INSTRUCTIONS FOR THE TASK -
Wherever a line in the data below holds "green", copy that line.

DATA PROVIDED Start Marker

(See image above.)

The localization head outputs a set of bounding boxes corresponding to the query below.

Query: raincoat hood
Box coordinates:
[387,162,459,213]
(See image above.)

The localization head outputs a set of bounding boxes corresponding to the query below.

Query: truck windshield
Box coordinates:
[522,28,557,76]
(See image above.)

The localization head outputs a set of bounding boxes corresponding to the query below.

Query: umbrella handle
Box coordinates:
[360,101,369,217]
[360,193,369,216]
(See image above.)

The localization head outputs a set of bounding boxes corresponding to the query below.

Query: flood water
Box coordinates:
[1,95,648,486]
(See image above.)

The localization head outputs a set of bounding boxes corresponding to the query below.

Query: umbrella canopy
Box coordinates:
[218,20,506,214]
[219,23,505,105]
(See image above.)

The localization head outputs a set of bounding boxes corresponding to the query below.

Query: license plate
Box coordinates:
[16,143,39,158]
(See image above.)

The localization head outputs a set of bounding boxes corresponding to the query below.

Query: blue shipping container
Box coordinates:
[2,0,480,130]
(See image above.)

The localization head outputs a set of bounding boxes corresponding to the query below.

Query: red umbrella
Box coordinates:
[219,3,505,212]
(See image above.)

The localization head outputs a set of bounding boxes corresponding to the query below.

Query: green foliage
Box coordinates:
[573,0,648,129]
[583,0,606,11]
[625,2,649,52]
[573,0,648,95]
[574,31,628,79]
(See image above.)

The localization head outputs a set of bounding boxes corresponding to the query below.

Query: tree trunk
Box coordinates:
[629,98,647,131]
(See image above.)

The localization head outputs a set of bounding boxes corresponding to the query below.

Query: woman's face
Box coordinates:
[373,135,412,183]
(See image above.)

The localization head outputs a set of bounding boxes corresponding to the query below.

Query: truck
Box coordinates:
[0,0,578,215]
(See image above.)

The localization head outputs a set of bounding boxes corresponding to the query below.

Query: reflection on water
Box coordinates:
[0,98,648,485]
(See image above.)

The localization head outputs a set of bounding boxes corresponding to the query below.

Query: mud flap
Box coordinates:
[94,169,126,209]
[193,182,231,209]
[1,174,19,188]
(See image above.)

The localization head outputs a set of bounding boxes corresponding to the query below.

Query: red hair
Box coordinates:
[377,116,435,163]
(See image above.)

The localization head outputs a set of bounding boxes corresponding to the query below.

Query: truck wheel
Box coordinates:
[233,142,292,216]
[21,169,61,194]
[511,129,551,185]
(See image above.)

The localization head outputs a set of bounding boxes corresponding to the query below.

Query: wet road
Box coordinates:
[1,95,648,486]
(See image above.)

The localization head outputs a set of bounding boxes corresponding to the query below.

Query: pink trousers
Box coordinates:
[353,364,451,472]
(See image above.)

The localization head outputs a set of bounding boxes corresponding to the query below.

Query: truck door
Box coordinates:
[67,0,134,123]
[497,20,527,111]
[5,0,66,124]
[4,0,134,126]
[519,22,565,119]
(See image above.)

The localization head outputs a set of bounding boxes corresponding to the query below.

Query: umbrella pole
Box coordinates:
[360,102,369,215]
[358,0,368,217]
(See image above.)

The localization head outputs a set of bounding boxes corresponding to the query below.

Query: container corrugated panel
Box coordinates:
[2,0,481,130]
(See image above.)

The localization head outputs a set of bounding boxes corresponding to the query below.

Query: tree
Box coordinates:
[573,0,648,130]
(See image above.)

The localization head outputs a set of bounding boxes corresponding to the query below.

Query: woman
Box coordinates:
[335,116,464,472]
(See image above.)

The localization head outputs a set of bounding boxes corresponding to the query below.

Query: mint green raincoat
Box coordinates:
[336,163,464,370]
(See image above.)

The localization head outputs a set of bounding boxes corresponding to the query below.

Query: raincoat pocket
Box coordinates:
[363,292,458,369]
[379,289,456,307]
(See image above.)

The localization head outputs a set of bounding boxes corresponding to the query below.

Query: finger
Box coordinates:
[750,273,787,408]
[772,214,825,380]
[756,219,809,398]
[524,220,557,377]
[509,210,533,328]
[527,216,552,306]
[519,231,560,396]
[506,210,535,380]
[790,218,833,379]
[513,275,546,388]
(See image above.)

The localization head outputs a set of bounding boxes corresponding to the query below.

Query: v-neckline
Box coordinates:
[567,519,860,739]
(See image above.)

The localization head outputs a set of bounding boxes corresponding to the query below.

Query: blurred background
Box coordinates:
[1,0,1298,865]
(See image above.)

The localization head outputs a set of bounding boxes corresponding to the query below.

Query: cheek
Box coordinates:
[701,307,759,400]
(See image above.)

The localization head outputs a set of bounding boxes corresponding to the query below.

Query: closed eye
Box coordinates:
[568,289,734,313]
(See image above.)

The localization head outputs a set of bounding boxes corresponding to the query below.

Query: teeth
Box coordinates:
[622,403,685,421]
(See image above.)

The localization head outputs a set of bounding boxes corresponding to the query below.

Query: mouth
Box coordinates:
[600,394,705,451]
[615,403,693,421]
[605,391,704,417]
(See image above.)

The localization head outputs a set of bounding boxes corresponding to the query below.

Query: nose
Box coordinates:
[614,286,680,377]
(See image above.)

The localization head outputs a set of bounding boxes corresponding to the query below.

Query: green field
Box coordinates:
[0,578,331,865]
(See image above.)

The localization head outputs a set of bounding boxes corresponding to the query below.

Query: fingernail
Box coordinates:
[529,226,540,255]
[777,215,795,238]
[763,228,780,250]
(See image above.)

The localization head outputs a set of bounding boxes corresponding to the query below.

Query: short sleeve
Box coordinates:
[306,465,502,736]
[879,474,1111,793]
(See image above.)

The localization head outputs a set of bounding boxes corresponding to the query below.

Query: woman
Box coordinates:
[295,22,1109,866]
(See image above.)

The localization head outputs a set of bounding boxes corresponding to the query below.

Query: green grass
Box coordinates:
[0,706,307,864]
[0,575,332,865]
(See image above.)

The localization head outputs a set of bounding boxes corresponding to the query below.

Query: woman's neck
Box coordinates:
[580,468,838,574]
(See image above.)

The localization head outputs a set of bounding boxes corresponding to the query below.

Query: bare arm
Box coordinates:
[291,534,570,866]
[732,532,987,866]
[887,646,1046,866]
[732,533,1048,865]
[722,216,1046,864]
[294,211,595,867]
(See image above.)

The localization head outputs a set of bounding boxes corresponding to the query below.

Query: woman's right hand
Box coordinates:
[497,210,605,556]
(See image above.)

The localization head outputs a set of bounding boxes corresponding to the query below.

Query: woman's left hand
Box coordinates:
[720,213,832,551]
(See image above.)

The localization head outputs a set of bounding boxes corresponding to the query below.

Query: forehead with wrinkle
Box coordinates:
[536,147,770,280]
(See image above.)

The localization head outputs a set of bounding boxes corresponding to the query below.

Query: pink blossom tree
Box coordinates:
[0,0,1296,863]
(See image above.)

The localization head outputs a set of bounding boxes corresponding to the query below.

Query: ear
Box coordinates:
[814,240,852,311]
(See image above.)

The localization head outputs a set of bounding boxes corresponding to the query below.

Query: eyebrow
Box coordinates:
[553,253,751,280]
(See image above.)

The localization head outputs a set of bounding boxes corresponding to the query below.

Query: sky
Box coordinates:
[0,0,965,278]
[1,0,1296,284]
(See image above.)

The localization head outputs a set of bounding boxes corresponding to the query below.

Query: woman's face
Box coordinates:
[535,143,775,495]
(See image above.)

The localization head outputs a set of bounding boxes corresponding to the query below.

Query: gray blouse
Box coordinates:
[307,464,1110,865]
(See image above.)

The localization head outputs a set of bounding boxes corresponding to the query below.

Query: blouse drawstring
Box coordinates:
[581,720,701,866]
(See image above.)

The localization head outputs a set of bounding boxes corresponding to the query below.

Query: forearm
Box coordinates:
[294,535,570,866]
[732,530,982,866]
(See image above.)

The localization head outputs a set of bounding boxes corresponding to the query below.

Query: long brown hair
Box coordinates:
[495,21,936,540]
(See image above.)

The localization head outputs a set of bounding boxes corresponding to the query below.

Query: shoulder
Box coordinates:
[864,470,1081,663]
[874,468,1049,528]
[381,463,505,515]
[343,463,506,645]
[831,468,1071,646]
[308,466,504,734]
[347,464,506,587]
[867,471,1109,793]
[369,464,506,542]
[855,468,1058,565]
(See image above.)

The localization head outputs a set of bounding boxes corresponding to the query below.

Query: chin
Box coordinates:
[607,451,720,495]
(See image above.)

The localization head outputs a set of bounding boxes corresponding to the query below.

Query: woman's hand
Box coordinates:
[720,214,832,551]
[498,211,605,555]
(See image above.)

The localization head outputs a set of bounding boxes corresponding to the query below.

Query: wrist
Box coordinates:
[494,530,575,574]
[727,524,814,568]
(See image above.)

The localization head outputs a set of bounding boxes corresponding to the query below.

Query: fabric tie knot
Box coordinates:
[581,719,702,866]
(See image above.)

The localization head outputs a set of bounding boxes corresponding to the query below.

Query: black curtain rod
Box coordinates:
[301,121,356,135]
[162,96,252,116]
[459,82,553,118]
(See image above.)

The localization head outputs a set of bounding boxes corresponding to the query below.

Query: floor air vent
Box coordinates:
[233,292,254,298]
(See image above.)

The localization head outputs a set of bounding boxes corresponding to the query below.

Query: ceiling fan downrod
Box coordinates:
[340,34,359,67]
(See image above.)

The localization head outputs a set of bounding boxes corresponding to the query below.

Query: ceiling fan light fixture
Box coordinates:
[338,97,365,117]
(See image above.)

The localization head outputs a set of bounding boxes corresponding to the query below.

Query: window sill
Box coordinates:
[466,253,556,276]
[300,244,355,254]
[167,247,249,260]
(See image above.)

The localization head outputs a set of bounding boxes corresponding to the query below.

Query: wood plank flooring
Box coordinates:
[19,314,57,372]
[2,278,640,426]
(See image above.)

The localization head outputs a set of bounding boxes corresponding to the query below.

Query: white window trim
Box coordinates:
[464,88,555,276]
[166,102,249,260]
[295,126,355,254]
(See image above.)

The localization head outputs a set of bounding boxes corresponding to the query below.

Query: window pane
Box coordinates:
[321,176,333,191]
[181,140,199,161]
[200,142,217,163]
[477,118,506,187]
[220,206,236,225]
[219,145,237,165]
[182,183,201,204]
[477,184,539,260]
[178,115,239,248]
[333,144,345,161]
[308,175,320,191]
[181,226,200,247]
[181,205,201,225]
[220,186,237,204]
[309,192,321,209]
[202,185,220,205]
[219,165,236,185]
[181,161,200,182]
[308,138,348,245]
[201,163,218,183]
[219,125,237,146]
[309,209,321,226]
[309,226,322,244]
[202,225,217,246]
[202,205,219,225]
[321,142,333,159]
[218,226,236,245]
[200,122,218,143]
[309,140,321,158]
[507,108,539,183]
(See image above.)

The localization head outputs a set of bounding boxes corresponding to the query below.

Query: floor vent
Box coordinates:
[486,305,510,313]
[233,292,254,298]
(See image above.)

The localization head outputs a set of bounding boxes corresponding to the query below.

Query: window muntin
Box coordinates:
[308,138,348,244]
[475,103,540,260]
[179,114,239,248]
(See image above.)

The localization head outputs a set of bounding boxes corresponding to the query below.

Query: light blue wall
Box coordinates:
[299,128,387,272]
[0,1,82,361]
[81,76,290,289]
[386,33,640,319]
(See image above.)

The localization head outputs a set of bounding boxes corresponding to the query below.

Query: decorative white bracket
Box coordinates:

DATA PROVIDED End Marker

RESPONSE -
Query: green foliage
Query: mint green raincoat
Query: green field
Query: green grass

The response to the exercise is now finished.